═══ SOURCE DATA ═══
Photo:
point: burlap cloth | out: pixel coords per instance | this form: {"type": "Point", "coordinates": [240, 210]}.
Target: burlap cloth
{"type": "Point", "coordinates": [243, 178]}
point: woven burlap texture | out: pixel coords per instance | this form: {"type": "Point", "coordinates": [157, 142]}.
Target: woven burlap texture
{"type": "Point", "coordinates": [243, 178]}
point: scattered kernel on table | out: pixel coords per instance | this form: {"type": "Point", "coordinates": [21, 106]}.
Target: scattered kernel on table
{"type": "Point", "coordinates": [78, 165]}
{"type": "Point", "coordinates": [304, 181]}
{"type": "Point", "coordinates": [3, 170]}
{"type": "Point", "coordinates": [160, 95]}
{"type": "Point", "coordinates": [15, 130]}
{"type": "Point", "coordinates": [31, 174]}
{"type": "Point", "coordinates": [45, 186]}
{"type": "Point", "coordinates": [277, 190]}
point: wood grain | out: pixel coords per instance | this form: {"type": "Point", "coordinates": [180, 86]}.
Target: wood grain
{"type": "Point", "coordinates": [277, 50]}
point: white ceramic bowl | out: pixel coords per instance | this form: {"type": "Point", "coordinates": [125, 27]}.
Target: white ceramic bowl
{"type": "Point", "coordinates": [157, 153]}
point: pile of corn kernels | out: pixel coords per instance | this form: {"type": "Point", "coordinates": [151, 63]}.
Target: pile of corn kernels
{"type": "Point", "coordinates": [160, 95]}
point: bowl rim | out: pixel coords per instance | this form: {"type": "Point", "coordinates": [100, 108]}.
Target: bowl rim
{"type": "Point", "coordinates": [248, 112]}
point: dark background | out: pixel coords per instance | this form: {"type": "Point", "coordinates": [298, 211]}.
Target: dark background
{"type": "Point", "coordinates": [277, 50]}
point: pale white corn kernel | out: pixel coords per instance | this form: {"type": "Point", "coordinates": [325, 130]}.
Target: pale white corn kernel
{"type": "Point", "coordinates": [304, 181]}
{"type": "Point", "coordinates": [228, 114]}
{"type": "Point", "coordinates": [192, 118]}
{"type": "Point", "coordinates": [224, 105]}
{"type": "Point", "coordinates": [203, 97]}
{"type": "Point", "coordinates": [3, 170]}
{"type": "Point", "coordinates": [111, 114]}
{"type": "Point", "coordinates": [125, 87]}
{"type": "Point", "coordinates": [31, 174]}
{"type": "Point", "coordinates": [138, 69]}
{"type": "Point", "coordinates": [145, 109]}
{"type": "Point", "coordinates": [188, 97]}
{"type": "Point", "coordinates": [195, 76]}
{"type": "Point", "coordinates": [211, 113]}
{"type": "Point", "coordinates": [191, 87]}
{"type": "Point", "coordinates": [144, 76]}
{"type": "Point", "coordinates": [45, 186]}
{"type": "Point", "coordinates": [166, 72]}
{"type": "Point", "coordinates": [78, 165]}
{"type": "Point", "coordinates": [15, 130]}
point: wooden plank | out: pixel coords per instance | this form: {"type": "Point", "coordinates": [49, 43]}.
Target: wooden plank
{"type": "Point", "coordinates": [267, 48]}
═══
WRITTEN INSTRUCTION:
Write out the entries above word for word.

TASK SOLUTION:
Photo:
point: burlap cloth | out: pixel coords per instance | this form: {"type": "Point", "coordinates": [240, 210]}.
Target: burlap cloth
{"type": "Point", "coordinates": [243, 178]}
point: woven burlap texture | out: pixel coords per instance | this form: {"type": "Point", "coordinates": [157, 142]}.
Target: woven burlap texture
{"type": "Point", "coordinates": [243, 178]}
point: scattered kernel on table | out: pixel coords per instance | this form: {"type": "Point", "coordinates": [21, 106]}.
Target: scattered kernel on table
{"type": "Point", "coordinates": [78, 165]}
{"type": "Point", "coordinates": [304, 181]}
{"type": "Point", "coordinates": [3, 170]}
{"type": "Point", "coordinates": [160, 95]}
{"type": "Point", "coordinates": [15, 130]}
{"type": "Point", "coordinates": [31, 174]}
{"type": "Point", "coordinates": [45, 186]}
{"type": "Point", "coordinates": [277, 190]}
point: wood grain | out: pixel coords per instance | this form: {"type": "Point", "coordinates": [180, 86]}.
Target: wood grain
{"type": "Point", "coordinates": [277, 50]}
point: white ceramic bowl | out: pixel coords per instance | this form: {"type": "Point", "coordinates": [125, 27]}.
Target: white ceramic bowl
{"type": "Point", "coordinates": [157, 153]}
point: pile of corn kernels | out: pixel coords per instance | this form: {"type": "Point", "coordinates": [151, 63]}.
Target: pile of corn kernels
{"type": "Point", "coordinates": [160, 95]}
point: bowl rim | out: pixel coords per instance | this form: {"type": "Point", "coordinates": [100, 108]}.
Target: bowl rim
{"type": "Point", "coordinates": [248, 112]}
point: dark background | out: pixel coords per instance | this form: {"type": "Point", "coordinates": [298, 211]}.
Target: dark background
{"type": "Point", "coordinates": [277, 50]}
point: pale white corn kernel | out: pixel coords per instance | this form: {"type": "Point", "coordinates": [325, 130]}.
Target: pale white corn kernel
{"type": "Point", "coordinates": [304, 181]}
{"type": "Point", "coordinates": [228, 114]}
{"type": "Point", "coordinates": [192, 118]}
{"type": "Point", "coordinates": [224, 105]}
{"type": "Point", "coordinates": [203, 97]}
{"type": "Point", "coordinates": [3, 170]}
{"type": "Point", "coordinates": [111, 114]}
{"type": "Point", "coordinates": [125, 87]}
{"type": "Point", "coordinates": [31, 174]}
{"type": "Point", "coordinates": [138, 69]}
{"type": "Point", "coordinates": [145, 109]}
{"type": "Point", "coordinates": [188, 97]}
{"type": "Point", "coordinates": [195, 76]}
{"type": "Point", "coordinates": [211, 113]}
{"type": "Point", "coordinates": [191, 87]}
{"type": "Point", "coordinates": [144, 76]}
{"type": "Point", "coordinates": [45, 186]}
{"type": "Point", "coordinates": [166, 72]}
{"type": "Point", "coordinates": [78, 165]}
{"type": "Point", "coordinates": [15, 130]}
point: wooden plank | out: pixel coords per instance | this form: {"type": "Point", "coordinates": [49, 43]}.
Target: wooden plank
{"type": "Point", "coordinates": [267, 48]}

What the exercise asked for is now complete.